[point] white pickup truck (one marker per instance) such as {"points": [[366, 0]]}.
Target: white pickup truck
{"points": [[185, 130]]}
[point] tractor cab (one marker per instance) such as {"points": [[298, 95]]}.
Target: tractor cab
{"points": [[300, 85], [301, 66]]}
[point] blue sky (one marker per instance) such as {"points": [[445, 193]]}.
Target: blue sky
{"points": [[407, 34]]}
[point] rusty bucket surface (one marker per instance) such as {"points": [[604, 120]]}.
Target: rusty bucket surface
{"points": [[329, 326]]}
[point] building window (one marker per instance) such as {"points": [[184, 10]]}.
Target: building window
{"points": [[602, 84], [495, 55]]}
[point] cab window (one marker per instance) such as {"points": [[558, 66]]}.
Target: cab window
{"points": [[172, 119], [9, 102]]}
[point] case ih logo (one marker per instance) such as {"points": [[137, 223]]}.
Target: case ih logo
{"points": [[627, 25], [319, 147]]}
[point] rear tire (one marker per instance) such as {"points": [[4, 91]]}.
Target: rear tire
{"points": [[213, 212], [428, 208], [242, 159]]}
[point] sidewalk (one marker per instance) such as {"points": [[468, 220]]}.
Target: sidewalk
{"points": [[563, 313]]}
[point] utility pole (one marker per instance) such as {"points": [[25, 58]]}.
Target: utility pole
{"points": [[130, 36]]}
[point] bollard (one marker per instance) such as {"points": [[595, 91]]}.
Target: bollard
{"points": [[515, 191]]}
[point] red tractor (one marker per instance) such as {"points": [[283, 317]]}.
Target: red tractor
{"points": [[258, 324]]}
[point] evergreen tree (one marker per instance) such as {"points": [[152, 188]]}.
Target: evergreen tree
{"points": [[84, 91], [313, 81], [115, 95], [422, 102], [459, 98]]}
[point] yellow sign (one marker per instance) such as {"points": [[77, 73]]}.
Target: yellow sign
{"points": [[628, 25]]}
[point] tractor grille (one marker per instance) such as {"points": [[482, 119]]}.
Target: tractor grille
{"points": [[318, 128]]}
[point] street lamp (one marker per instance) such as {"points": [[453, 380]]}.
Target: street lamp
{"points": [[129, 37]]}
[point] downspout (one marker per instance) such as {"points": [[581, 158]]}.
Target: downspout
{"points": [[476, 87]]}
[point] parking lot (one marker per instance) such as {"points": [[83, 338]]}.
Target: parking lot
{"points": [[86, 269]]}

● ● ● ● ● ● ●

> _Énoncé_: Recopiez à l'identique toutes les lignes de la liste ci-dessus.

> _Résultat ci-dessous_:
[point] white pickup truck (one marker per instance) such as {"points": [[366, 0]]}.
Target: white pickup truck
{"points": [[185, 130]]}
[point] tractor cab (one marker per instance) such as {"points": [[298, 95]]}.
Target: tractor cab
{"points": [[300, 85], [301, 66]]}
[point] blue sky (one marker per instance) such as {"points": [[445, 193]]}.
Target: blue sky
{"points": [[407, 34]]}
[point] rusty bucket surface (one marker per instance) such as {"points": [[604, 120]]}.
Target: rusty bucket surface
{"points": [[329, 326]]}
[point] building window (one marker per instance) such as {"points": [[184, 10]]}.
Target: building window
{"points": [[602, 84], [495, 55]]}
[point] cab window (one marker per instance) such as {"points": [[558, 66]]}.
Target: cab window
{"points": [[172, 119], [9, 102]]}
[point] case ih logo (one marker per instance) such as {"points": [[137, 223]]}.
Target: case ih logo
{"points": [[627, 25], [319, 147]]}
[point] rear tire (one marker per instance) such as {"points": [[4, 91]]}.
Target: rear tire
{"points": [[213, 212], [428, 208], [242, 159]]}
[point] sidewalk (one marker per instance) such as {"points": [[468, 220]]}.
Target: sidewalk
{"points": [[563, 313]]}
[point] utility pole (one marker per instance) such as {"points": [[25, 58]]}.
Target: utility pole
{"points": [[130, 36]]}
[point] bollard (one marker per instance) such as {"points": [[595, 91]]}.
Target: bollard
{"points": [[515, 191]]}
[point] red tractor (one marker per instance) such as {"points": [[283, 317]]}.
Target: red tractor
{"points": [[258, 324]]}
[point] evergreen tree (one marker per instance) such as {"points": [[152, 188]]}.
Target: evergreen tree
{"points": [[84, 91], [313, 81], [115, 95], [422, 102], [459, 98]]}
[point] yellow sign (one marker per instance) such as {"points": [[77, 73]]}.
Target: yellow sign
{"points": [[628, 25]]}
[point] tractor grille (one marker per instance) such as {"points": [[482, 119]]}.
Target: tractor grille
{"points": [[318, 128]]}
[point] street lamp (one marker per instance) such as {"points": [[453, 380]]}.
Target: street lamp
{"points": [[129, 37]]}
[point] downspout (one marker per instance) such as {"points": [[581, 158]]}.
Target: downspout
{"points": [[476, 87]]}
[point] parking lot (one marker per instance) such as {"points": [[83, 338]]}.
Target: parking lot
{"points": [[86, 269]]}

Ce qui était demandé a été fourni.